# Given exercise:
List each line in the listing below that contains the word "dark", with uppercase and lowercase letters treated as distinct.

# Exercise data:
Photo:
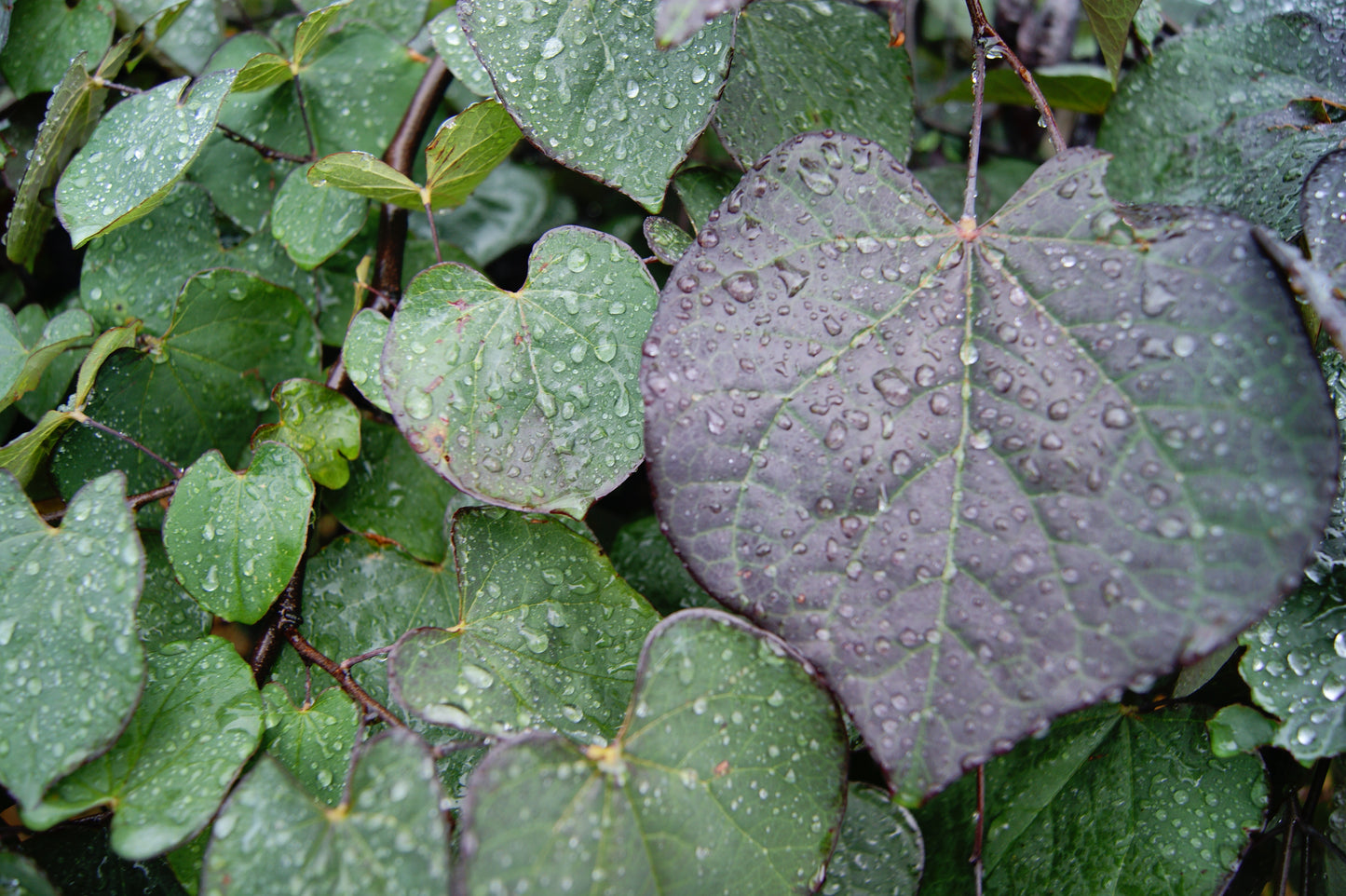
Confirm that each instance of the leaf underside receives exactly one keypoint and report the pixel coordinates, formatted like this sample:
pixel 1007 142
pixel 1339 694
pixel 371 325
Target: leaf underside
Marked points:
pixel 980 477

--

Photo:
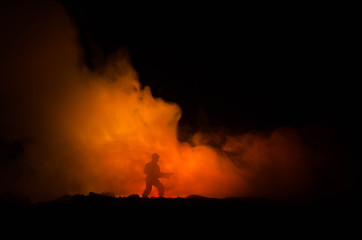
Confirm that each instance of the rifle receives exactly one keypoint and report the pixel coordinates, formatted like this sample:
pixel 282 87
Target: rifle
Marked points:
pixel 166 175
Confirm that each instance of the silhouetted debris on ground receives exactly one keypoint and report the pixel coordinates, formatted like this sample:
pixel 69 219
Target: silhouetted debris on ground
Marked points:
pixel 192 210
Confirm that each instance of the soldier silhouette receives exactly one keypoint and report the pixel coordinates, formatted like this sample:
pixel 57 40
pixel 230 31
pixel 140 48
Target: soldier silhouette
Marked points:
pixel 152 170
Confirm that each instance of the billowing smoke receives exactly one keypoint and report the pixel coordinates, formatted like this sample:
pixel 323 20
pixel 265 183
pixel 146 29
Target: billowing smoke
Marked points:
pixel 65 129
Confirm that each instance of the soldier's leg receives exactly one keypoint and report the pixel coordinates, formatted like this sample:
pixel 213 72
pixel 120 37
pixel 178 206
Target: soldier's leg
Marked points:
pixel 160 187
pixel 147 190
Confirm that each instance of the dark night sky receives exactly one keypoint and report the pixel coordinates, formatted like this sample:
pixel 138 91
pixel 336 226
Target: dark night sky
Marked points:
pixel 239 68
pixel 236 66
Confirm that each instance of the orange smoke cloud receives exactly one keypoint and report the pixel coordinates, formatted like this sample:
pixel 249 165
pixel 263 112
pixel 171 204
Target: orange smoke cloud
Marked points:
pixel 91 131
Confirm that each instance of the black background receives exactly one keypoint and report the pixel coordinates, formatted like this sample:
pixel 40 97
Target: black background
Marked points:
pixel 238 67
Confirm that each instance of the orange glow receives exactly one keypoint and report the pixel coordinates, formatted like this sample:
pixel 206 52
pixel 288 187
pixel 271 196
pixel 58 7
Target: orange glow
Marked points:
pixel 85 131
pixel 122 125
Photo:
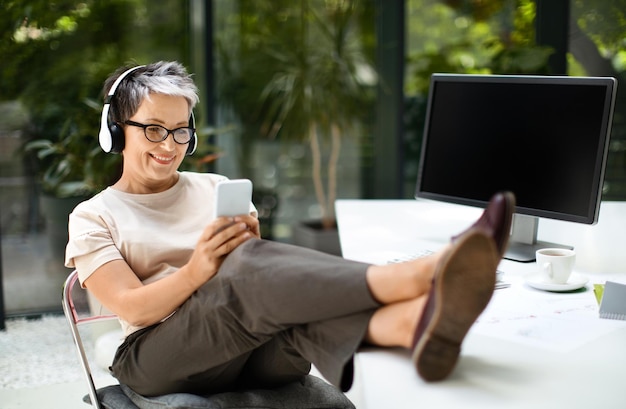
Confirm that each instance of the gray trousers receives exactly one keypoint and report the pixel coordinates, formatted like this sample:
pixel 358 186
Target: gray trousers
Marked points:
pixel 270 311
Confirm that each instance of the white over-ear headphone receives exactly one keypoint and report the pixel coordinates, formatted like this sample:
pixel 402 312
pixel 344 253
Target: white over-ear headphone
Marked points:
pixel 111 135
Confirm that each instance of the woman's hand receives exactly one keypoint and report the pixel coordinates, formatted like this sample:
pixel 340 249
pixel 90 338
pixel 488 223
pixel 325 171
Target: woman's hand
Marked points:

# Written reply:
Confirm that each instance of the dark night sky receives exactly one keypoint and report the pixel coordinates, formatted like this sample:
Target: dark night sky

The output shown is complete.